Per esempio, non ero solita seguire lezioni corali, in Svizzera erano sempre individuali, mentre qui in Accademia ognuno di noi si esibisce anche davanti agli altri. C’erano tante novità, ma le persone mi hanno aiutato tantissimo. La Sig.ra D’Intino soprattutto mi ha aiutato tantissimo con la mia voce. Mi ha aiutato a costruire il mio strumento e ora padroneggio ruoli complicatissimi come quello della Regina della Notte, che ho appena debuttato all’apertura di stagione del Teatro Ponchielli di Cremona. In Scala ho iniziato con i concerti al ridotto dei palchi e mi sono confrontata con pezzi che non pensavo miei e invece sono stata molto stupita. La mia prima volta sul palco scaligero poi è stato inebriante. Sostituivo una cantante principale ed è stato incredibilmente emozionante. Ho preparato tantissimi ruoli in questi anni e ho scoperto che la mia voce non si stancava e saltare da uno spettacolo all’altro non mi pesava. Non c’era tempo per pensare o per preoccuparsi, solo per agire. E ho scoperto che era l’atteggiamento migliore.
Qual è stata la sfida più grande che hai affrontato ad oggi?
Secondo me la sfida più grande è il gestirmi bene ogni volta che c’è un periodo denso di impegni. Capire la tecnica per tenere la voce sana, riposarsi correttamente, organizzarsi bene con le prove etc. Io so che riesco a cantare tantissimo se sono in forma, ma è difficiline trovare l’equilibrio giusto a volte. Io sono una persona che ha un po’ di paura di perdere le occasioni e quindi direi di si a tutto, ma facendo così mi assumo anche dei rischi.
La carriera di un cantante lirico può essere tanto meravigliosa quanto impegnativa e sfidante. Ci possono essere pressioni, aspettative, rischi ma anche emozioni e soddisfazioni incredibili. Inoltre, nel tuo lavoro interpreti diversi ruoli che ti portano a vivere viaggi emotivi intensi: nel lavoro di interpretazione del personaggio senti le sue emozioni, i suoi pensieri, la sua tristezza e la sua gioia. È una esperienza che può essere molto profonda. In generale, questo lavoro è percepito da molti come molto affascinante ma anche molto complesso. Cosa ne pensi? Come gestisci gli aspetti più impegnativi di questa carriera?
○ ○ ○ ○ ○
Consegna 1: Secondo l'estratto, quale ruolo è stato appena debuttato all'apertura di stagione del Teatro Ponchielli di Cremona?
Consegna 2: Restituisci senza modifiche il passo dell'estratto che va da "Secondo me la" fino a "anche dei rischi.".

[Record provenienti da una fonte di dati]
○ ○ ○ ○ ○
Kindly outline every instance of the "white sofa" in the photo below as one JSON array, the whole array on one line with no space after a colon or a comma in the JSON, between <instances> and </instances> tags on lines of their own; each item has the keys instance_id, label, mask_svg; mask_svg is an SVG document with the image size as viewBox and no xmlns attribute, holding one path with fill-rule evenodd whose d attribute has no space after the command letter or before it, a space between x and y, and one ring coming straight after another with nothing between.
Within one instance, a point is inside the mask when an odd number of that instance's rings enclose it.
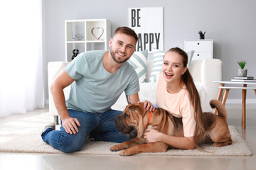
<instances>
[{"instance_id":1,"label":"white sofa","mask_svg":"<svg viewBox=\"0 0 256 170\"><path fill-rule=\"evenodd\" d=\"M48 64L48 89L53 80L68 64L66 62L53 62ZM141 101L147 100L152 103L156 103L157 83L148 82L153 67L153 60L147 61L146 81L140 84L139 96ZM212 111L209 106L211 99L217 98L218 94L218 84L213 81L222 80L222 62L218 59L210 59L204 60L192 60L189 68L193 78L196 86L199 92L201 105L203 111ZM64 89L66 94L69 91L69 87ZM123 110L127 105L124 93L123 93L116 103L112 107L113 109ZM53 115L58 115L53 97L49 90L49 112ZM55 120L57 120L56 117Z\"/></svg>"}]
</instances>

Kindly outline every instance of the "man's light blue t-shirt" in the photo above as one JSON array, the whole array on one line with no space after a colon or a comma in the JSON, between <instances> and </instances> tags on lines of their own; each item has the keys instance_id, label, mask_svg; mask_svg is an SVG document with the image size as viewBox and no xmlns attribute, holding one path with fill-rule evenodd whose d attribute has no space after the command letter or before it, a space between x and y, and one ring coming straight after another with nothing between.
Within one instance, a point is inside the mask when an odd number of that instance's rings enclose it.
○ ○ ○ ○ ○
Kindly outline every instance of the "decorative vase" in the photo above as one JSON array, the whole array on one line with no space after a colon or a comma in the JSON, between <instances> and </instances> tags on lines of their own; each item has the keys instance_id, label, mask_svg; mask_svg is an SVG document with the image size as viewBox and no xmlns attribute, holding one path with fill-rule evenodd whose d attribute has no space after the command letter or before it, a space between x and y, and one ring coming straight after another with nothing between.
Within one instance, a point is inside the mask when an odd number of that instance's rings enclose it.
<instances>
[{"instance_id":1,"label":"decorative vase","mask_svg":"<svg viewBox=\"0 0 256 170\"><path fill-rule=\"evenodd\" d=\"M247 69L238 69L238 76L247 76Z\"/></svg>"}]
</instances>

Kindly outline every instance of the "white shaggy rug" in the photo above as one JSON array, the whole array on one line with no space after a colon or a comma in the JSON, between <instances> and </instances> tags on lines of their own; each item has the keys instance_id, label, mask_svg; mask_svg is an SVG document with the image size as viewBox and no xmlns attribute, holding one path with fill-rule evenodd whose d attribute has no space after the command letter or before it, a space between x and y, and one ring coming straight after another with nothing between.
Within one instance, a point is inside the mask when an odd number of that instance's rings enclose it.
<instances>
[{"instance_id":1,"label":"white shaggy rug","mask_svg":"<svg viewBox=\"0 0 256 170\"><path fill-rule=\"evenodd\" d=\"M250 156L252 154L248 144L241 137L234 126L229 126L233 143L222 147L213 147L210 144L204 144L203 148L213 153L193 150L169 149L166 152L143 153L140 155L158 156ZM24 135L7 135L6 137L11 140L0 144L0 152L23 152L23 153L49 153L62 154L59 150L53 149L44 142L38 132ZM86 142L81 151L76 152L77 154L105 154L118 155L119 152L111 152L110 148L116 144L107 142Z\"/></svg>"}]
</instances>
○ ○ ○ ○ ○
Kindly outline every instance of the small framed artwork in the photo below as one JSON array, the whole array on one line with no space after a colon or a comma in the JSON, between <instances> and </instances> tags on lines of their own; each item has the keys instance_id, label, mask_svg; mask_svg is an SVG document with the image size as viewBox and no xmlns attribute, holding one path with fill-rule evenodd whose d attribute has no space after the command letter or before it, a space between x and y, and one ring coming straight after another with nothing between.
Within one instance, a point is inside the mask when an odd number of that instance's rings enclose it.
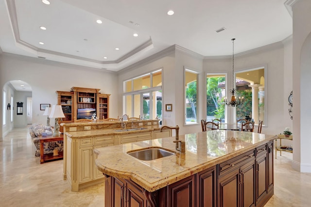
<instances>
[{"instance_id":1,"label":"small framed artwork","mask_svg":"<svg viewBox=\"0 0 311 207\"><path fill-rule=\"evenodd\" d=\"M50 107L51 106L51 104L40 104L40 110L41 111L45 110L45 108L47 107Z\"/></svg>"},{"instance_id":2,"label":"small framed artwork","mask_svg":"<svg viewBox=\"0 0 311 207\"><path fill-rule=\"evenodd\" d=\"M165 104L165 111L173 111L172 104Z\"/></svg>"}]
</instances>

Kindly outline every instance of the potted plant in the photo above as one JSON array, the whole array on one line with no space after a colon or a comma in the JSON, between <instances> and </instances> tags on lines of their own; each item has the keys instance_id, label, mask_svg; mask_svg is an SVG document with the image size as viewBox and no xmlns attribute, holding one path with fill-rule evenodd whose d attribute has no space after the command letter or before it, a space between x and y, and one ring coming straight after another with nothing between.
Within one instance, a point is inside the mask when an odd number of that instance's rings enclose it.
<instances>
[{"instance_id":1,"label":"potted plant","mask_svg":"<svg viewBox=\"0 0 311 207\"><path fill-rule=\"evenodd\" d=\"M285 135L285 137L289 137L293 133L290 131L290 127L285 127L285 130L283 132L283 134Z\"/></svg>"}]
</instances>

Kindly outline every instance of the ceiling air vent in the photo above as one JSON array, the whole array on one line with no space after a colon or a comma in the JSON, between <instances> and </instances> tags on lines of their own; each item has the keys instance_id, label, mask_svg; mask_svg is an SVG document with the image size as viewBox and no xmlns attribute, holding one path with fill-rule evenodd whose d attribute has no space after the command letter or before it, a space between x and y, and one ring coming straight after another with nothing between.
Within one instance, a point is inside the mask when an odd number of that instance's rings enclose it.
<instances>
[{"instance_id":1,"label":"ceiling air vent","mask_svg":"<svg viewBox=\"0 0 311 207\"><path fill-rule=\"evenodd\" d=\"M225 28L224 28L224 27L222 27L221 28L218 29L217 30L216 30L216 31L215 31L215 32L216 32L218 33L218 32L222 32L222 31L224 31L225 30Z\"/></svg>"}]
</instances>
○ ○ ○ ○ ○
Risposta 1: Il ruolo della Regina della Notte.

Risposta 2:
Secondo me la sfida più grande è il gestirmi bene ogni volta che c’è un periodo denso di impegni. Capire la tecnica per tenere la voce sana, riposarsi correttamente, organizzarsi bene con le prove etc. Io so che riesco a cantare tantissimo se sono in forma, ma è difficiline trovare l’equilibrio giusto a volte. Io sono una persona che ha un po’ di paura di perdere le occasioni e quindi direi di si a tutto, ma facendo così mi assumo anche dei rischi.